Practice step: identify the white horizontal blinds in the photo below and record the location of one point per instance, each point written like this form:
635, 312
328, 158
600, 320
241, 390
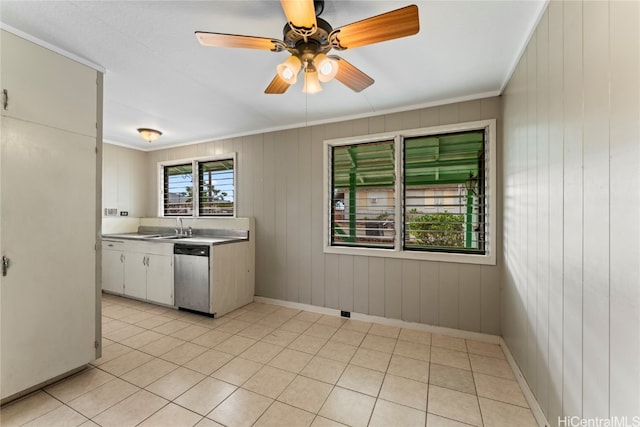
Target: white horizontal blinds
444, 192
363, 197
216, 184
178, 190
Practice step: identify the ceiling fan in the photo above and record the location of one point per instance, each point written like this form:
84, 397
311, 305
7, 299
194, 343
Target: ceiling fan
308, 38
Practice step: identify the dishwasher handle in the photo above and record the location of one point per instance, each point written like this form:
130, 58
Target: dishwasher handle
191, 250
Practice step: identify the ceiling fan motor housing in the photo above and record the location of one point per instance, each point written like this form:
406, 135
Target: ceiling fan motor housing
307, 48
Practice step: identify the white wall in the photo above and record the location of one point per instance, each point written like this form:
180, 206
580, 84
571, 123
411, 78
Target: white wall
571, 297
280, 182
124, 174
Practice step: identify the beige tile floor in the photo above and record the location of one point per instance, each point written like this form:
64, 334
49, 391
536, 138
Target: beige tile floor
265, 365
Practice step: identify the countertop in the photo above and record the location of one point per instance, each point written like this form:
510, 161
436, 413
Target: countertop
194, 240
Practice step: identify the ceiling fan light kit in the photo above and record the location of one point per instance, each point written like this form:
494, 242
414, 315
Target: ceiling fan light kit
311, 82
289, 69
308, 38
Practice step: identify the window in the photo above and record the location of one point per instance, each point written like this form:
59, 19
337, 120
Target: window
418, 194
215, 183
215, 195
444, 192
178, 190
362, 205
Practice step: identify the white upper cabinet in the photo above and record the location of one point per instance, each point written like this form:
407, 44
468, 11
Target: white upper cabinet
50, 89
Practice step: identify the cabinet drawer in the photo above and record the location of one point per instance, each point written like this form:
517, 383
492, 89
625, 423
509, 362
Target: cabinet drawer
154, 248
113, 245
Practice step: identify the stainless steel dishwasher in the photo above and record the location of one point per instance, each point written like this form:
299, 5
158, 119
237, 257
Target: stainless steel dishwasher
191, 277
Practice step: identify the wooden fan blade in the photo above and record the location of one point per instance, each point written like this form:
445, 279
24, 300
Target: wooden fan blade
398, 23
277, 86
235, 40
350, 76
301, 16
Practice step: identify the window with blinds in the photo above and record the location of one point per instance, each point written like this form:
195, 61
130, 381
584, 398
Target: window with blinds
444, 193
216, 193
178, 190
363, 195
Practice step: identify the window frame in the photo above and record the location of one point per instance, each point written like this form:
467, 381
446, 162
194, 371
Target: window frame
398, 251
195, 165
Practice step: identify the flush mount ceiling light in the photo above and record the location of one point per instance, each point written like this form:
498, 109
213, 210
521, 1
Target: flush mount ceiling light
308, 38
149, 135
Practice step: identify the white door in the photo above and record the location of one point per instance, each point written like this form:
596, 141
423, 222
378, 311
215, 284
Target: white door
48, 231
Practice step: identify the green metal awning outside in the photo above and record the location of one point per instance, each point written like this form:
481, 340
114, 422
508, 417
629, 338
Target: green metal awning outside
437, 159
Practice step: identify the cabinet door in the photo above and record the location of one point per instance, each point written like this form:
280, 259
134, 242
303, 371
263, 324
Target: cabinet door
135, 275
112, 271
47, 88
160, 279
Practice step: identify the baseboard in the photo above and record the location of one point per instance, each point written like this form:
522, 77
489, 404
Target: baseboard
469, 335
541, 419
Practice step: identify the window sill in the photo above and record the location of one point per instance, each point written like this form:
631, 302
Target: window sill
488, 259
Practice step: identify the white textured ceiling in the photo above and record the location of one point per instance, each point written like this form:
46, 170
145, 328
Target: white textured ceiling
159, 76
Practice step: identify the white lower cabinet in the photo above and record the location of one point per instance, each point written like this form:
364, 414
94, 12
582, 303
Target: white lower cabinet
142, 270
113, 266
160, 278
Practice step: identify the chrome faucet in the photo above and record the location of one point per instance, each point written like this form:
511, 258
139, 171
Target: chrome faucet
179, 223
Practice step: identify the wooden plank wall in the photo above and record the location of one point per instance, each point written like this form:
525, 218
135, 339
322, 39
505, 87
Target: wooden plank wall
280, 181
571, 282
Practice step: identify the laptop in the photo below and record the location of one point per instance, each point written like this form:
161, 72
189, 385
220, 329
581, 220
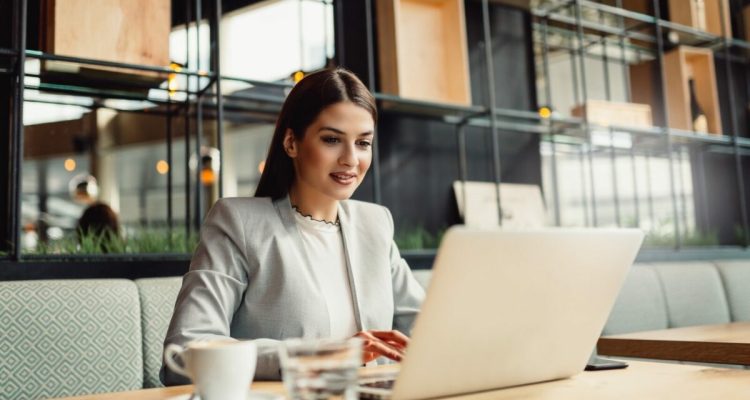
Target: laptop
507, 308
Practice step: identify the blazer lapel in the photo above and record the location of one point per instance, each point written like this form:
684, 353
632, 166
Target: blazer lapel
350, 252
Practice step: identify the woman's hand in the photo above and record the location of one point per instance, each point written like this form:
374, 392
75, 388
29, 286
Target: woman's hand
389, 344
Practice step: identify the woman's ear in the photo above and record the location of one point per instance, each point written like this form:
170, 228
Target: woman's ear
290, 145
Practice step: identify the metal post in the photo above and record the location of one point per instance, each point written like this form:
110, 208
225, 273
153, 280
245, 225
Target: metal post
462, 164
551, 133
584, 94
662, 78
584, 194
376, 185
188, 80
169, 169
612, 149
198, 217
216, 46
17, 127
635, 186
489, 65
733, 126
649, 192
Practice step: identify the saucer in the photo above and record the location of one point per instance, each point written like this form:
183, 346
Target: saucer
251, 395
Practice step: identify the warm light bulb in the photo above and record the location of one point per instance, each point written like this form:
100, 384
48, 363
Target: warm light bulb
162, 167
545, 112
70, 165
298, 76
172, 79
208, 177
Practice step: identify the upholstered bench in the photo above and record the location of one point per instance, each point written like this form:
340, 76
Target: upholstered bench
....................
## EXERCISE
Transcribe the material exactly, and leave out whatever pictures it holds.

## WRITTEN RESPONSE
Practice step: identify the white horizontal blinds in the photo below and record the location of one point per instance, each point written like this form:
635, 312
328, 158
600, 320
241, 390
Target: white horizontal blinds
444, 192
363, 197
216, 184
178, 190
Practice step: identify the ceiling fan in the photo above and record the location of one point per instance, each point written like this form:
84, 397
311, 305
7, 299
194, 343
Target: ceiling fan
308, 38
Practice step: identify the dishwasher handle in the photo above and record the location of one point per instance, each point written like this form:
130, 58
Target: dishwasher handle
191, 250
Practice step: identify the ceiling fan motor housing in the photo above and record the location of one point per instance, each point written like this form:
406, 135
Target: ceiling fan motor housing
307, 48
Practice step: identify the white wall in the photo above and record the location of one point per instance, each point written like this form:
180, 206
580, 84
571, 123
411, 78
Target: white wall
571, 297
280, 182
124, 174
Practice step: identify the beige tile floor in the photo above and record the location of one point per instance, each point written like this form:
64, 334
49, 391
536, 138
Target: beige tile floor
265, 365
Practice step: identify the countertop in the photo above and record the location of one point per instance, each point written like this form:
510, 161
436, 413
Target: countertop
194, 240
Practice step: identify the ceiling fan light kit in the photo above and record the location of one point per instance, each point written like this form:
494, 242
414, 315
Target: ceiling fan light kit
311, 82
289, 69
308, 38
Practice step: identify the window in the photo above and record the location of one point per instance, each point written like this form:
59, 19
337, 120
Target: window
418, 194
215, 183
215, 195
444, 192
178, 190
362, 205
Practice step: identify the white upper cabinet in the photo above and record the location of one point per instance, each point written like this form:
407, 44
468, 11
Target: white upper cabinet
50, 89
Practice step: identify the cabinet drawer in the photo above and record the location of one point per instance, each point written like this form:
517, 383
492, 89
625, 423
509, 362
Target: cabinet drawer
154, 248
113, 245
Practice step: identify the stainless steel dishwasher in the photo above and record the location of one point per instance, each point written like this form:
299, 5
158, 119
237, 257
Target: stainless steel dishwasher
191, 277
Practice step: identify the wooden fan blade in the photo above and record the location of one point per instance, each point written like this form:
445, 279
24, 300
Target: wooden fan blade
398, 23
277, 86
235, 40
350, 76
301, 16
Practice step: identify the window with blinds in the photo above and record the location of one point per instance, each point written like this form:
195, 61
130, 381
584, 398
Target: window with blinds
444, 193
216, 193
178, 190
363, 195
Practice step: identify the window frame in the photo above and record the location of one point per instance, each point written like this form:
467, 381
446, 162
194, 371
Target: window frame
398, 251
195, 165
Practice step: identify the flush mount ceiling light in the photo above and record the location of one point per instance, each point written like this form:
498, 109
213, 210
521, 1
Target: flush mount ceiling light
308, 38
149, 135
Practice step: identify the white door in the photo above and record the location of one point per instance, each point written like this form:
596, 141
423, 222
378, 311
215, 284
Target: white door
48, 231
Practice step: identify the green metal awning outside in the photo above and record the location of one point per instance, each point written like this form:
481, 340
114, 422
508, 417
629, 338
Target: green metal awning outside
437, 159
Practice step: identify the cabinet door in the photo above and record the location of one point per instance, each point written like this form:
280, 259
134, 242
303, 371
263, 324
Target: cabinet door
135, 275
112, 271
47, 88
160, 279
Practice step: identify the baseboard in the photo above and record the location of one point per instance, each point written like this form:
522, 77
489, 404
Target: baseboard
469, 335
541, 419
Practice step: identify the window sill in the photo above and record the location of one point per instance, each point written like this form:
631, 302
Target: window sill
488, 259
Practice step: identify the white textured ceiling in the photo above and record the location of one point per instance, each point written like this form:
46, 170
145, 328
Target: white textured ceiling
159, 76
Practice step: identify the white lower cabinet in the photo above and record the location of one point per instance, each point written like this form:
364, 414
94, 12
582, 303
Target: white lower cabinet
142, 270
113, 266
160, 278
Practice step: identify the chrome faucet in the photo above and record the location of one point per instance, each point written like this form:
511, 258
139, 171
Target: chrome faucet
179, 223
Practice step: identify the wooden plank wall in the photo above and record the location of one point per instance, each point written like this form:
525, 218
135, 339
322, 39
505, 87
Target: wooden plank wall
280, 181
571, 282
Practice step: identify the laptop in the photo below and record the location of one point per instance, each point written like this form:
161, 72
189, 385
220, 329
581, 220
Target: laptop
507, 308
Practice step: identify the blazer lapel in the photo above and record the location of one point per instance, each point written like this form:
684, 353
632, 166
Target: blazer lapel
350, 252
Practice step: identify the woman's hand in the photo above and record the location of one point per instance, each point written like this form:
374, 392
75, 388
29, 286
Target: woman's hand
389, 344
Practice step: identify the woman's ear in the photo above and record the location of one point per instance, each point written like this form:
170, 228
Target: woman's ear
290, 145
Practice step: identify the metal post in the photo above and record the location of one point per instance, each point written like this form:
110, 208
225, 273
153, 280
245, 225
Target: metal post
462, 164
551, 133
584, 94
662, 78
584, 194
376, 185
188, 80
169, 169
612, 149
198, 217
216, 46
17, 127
635, 186
489, 65
733, 126
649, 192
Practice step: identify the saucer in the photo above and record the location of one point per instance, each point written like this form:
183, 346
Target: saucer
251, 395
Practice step: identify the warm light bulb in the photo above and record the location of one point per instance, each point written like this form:
100, 384
48, 363
Target: warm light bulb
162, 167
545, 112
70, 165
298, 76
172, 79
208, 177
Practice step: identify the upholstered bench in the photo above and record the location of one point per instance, each point written like this form:
340, 76
Target: upholstered bench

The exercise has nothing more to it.